**Exercise**
Report every line of the data below that contains the string "coordinates", copying each such line in full.

= = = = =

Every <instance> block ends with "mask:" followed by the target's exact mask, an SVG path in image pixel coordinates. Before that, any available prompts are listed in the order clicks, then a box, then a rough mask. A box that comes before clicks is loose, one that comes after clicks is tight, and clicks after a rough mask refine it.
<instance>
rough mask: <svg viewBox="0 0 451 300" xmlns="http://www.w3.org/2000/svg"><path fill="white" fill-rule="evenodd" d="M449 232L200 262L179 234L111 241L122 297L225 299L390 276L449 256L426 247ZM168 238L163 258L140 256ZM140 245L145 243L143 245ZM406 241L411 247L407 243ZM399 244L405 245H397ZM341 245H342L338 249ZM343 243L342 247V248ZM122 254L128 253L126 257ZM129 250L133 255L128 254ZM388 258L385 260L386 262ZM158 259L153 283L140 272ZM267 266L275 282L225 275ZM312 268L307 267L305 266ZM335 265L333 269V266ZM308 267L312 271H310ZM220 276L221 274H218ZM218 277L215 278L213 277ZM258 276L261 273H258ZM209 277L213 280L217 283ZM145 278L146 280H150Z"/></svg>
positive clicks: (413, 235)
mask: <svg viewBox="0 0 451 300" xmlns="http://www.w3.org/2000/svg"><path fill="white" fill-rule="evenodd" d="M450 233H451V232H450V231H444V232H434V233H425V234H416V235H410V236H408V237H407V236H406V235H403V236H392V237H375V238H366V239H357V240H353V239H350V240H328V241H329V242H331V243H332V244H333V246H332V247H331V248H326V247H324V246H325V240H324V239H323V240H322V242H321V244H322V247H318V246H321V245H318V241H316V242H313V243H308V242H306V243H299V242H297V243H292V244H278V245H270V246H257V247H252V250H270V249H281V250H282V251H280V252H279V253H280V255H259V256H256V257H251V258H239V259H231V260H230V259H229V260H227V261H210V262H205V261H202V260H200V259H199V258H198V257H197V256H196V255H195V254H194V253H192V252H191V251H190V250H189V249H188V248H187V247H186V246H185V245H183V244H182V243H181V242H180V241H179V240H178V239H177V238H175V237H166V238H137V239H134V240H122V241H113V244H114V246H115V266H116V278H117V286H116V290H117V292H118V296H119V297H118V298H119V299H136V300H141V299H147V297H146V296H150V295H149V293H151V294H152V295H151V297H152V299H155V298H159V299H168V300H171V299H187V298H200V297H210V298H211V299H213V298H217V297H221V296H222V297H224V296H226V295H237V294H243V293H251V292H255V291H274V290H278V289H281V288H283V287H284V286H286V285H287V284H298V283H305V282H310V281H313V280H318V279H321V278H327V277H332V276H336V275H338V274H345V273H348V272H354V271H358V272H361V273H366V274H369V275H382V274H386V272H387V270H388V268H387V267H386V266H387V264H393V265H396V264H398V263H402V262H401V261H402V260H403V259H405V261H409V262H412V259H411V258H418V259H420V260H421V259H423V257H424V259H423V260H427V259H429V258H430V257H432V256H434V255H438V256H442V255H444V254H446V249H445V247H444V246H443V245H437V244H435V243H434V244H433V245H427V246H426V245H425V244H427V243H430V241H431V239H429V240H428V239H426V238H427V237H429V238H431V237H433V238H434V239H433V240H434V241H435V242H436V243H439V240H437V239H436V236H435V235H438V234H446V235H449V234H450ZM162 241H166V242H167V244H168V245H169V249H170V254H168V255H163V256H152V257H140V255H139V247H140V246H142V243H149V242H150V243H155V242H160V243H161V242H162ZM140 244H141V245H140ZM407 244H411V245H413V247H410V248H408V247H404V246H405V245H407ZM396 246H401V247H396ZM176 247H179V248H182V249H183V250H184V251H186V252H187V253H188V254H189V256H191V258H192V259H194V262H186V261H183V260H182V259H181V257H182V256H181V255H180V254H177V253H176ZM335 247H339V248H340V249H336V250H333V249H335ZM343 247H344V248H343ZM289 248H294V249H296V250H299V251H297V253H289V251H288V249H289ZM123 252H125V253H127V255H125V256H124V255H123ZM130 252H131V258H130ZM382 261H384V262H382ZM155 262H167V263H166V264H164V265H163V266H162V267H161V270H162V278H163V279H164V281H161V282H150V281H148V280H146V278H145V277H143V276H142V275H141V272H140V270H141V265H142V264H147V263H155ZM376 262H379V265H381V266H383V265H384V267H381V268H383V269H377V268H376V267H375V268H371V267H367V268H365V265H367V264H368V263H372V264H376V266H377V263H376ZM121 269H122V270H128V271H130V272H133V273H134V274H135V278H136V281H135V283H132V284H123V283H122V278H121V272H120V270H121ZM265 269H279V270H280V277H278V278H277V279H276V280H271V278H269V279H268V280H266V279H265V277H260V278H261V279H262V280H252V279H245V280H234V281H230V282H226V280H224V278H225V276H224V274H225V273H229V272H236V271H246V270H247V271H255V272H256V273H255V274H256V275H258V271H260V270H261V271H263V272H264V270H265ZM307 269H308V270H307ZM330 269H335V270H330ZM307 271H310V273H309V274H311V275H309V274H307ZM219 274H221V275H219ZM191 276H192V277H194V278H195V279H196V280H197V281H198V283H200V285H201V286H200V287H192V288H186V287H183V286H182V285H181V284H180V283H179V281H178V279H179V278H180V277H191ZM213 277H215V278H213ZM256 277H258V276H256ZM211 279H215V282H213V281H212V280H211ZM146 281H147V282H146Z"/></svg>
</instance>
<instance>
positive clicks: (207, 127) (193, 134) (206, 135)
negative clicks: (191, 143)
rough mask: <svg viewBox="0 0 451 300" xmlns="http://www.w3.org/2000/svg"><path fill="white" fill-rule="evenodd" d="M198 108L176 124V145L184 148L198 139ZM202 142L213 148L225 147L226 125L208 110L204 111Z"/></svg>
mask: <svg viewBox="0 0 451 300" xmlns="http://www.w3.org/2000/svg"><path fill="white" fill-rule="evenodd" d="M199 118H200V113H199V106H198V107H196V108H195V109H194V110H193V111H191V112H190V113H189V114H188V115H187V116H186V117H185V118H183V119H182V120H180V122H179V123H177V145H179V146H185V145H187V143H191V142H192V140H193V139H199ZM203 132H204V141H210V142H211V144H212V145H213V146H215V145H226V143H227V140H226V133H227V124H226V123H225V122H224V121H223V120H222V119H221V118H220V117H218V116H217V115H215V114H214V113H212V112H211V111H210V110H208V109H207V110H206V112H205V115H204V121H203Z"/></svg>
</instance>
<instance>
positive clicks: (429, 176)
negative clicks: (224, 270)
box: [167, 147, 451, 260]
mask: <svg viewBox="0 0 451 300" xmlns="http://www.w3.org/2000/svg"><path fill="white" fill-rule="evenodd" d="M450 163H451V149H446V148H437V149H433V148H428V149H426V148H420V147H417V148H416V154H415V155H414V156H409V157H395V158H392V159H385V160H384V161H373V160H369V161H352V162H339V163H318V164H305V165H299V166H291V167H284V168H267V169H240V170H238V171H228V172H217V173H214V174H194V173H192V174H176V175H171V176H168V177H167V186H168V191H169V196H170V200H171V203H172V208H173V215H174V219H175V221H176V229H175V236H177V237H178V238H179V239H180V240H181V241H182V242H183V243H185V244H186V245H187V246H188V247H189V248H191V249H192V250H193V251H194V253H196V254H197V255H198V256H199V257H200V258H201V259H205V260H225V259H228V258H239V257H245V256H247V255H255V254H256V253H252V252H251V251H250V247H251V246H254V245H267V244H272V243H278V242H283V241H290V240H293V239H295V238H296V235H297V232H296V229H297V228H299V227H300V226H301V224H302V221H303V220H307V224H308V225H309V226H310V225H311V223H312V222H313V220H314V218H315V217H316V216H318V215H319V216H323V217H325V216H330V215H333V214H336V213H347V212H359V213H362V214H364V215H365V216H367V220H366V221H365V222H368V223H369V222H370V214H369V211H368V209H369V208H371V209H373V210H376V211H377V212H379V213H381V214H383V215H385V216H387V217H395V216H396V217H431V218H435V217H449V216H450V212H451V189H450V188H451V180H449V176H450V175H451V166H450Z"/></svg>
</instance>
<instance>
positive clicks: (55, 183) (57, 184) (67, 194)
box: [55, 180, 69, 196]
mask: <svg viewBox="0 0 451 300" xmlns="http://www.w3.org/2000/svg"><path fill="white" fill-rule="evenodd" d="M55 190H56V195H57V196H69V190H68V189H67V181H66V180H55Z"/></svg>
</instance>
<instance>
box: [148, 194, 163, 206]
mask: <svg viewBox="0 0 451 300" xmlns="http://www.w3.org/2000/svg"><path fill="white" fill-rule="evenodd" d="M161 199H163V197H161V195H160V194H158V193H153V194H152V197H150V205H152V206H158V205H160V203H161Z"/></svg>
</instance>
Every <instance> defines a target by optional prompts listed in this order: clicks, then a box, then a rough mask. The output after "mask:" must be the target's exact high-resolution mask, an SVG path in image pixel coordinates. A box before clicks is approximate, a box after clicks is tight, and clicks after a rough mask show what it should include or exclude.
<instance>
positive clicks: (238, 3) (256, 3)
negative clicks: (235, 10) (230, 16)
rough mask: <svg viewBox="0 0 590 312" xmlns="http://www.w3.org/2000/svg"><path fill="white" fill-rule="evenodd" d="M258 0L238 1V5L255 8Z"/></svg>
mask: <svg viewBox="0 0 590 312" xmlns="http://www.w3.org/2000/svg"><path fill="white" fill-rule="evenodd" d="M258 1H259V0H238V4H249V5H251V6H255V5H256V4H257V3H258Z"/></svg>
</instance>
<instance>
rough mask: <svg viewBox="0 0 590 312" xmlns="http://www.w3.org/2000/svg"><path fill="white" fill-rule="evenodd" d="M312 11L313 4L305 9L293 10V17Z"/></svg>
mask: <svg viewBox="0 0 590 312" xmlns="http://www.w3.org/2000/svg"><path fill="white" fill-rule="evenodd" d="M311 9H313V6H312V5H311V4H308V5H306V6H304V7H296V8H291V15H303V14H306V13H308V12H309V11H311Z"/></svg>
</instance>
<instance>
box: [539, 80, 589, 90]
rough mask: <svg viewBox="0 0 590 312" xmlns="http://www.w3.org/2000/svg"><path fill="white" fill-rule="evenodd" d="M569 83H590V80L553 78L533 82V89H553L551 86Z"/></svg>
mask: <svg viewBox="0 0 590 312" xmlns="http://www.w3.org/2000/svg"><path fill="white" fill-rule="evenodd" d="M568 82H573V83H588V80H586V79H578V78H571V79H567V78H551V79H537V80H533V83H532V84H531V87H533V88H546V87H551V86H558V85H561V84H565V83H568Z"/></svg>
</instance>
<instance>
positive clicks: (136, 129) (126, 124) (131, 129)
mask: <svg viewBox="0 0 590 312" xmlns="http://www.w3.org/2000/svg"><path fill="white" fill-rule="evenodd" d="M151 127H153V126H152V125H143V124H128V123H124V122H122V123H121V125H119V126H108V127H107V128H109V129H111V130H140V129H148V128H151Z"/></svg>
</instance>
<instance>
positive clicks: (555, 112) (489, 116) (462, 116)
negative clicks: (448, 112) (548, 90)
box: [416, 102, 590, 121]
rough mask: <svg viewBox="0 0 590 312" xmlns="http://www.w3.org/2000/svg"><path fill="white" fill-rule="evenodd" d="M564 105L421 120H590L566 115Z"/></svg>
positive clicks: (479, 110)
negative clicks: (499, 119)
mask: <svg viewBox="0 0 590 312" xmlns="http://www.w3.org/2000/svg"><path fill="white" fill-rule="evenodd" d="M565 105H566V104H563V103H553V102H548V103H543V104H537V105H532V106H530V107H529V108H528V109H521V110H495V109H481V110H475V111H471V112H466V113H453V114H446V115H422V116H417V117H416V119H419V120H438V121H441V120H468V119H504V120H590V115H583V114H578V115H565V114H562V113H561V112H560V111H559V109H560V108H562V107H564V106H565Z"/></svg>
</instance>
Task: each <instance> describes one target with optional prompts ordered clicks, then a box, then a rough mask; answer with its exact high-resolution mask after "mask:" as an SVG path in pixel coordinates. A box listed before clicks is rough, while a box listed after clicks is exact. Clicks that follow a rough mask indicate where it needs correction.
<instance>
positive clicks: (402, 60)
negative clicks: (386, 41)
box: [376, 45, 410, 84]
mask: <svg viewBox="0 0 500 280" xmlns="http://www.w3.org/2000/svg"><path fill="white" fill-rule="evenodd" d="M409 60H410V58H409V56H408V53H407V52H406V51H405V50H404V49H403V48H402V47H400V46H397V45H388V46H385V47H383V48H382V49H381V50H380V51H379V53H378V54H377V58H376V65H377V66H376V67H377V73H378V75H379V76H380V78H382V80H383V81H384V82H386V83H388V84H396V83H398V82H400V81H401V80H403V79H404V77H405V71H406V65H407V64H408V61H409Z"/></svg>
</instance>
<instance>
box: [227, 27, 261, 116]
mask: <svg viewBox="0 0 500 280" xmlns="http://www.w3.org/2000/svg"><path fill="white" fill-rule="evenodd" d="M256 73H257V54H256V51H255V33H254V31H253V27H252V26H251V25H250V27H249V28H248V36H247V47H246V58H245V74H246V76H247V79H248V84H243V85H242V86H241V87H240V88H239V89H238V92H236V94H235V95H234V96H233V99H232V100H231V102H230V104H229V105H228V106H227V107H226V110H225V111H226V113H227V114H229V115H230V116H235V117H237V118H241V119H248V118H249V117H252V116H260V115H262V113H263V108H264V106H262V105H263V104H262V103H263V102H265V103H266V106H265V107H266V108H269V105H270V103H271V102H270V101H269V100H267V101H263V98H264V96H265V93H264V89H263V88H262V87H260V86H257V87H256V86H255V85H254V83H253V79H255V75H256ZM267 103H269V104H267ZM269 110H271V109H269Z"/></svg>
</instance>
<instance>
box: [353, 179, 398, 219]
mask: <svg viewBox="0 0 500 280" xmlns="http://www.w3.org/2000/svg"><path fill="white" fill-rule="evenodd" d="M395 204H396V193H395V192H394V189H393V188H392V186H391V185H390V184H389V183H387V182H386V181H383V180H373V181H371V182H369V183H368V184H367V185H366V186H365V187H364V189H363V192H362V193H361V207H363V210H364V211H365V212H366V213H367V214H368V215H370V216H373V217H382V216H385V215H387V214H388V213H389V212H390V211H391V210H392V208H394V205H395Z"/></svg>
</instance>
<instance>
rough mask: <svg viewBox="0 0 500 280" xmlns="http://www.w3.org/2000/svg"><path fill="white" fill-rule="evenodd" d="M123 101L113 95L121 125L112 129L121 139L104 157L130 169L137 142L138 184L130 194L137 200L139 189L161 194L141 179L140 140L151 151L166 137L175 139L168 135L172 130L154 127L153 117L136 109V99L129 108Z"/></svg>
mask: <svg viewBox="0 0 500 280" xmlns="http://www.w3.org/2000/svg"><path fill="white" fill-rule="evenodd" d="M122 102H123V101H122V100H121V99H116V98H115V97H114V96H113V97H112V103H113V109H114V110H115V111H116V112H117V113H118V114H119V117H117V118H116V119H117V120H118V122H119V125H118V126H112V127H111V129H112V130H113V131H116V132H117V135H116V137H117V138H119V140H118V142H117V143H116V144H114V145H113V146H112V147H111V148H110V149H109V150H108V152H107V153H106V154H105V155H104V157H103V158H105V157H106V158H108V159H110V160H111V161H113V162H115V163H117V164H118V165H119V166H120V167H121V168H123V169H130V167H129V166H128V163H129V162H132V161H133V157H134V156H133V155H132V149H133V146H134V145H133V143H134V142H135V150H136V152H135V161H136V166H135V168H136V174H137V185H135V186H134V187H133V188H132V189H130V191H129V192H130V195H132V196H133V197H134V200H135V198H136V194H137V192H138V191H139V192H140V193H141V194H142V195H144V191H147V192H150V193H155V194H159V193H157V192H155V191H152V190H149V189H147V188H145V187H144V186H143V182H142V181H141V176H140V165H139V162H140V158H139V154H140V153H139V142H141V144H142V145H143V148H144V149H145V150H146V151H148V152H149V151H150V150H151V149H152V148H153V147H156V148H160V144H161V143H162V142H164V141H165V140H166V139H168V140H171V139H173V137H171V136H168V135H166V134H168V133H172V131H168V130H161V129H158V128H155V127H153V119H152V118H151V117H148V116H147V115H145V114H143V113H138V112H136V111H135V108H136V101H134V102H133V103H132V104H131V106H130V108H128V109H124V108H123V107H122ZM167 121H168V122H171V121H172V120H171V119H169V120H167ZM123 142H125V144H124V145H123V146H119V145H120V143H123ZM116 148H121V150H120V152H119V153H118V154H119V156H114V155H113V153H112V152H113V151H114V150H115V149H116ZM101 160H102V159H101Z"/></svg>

= = = = =

**Answer space**
Every <instance> block ends with "mask:" followed by the target's exact mask, an SVG path in image pixel coordinates. Before that, any available prompts are listed in the order clicks, then a box, then a rough mask. A box that comes before clicks is loose, one that comes after clicks is tight, and clicks after a rough mask refine it.
Every <instance> defines a target by optional prompts listed in this order: clicks, then a box, then a rough mask. The output after "mask:" must be the target's exact high-resolution mask, an SVG path in image pixel coordinates. A box before clicks is approximate, a box after clicks is tight, and clicks after a rough mask show what it should include or exclude.
Task: each <instance> describes one target with optional prompts ordered clicks, then a box, then a rough mask; answer with its exact high-resolution mask after "mask:" as an SVG path in pixel coordinates. A box listed before clicks is rough, while a box listed after clicks is exact. Clicks that follow a rough mask indicate where it needs correction.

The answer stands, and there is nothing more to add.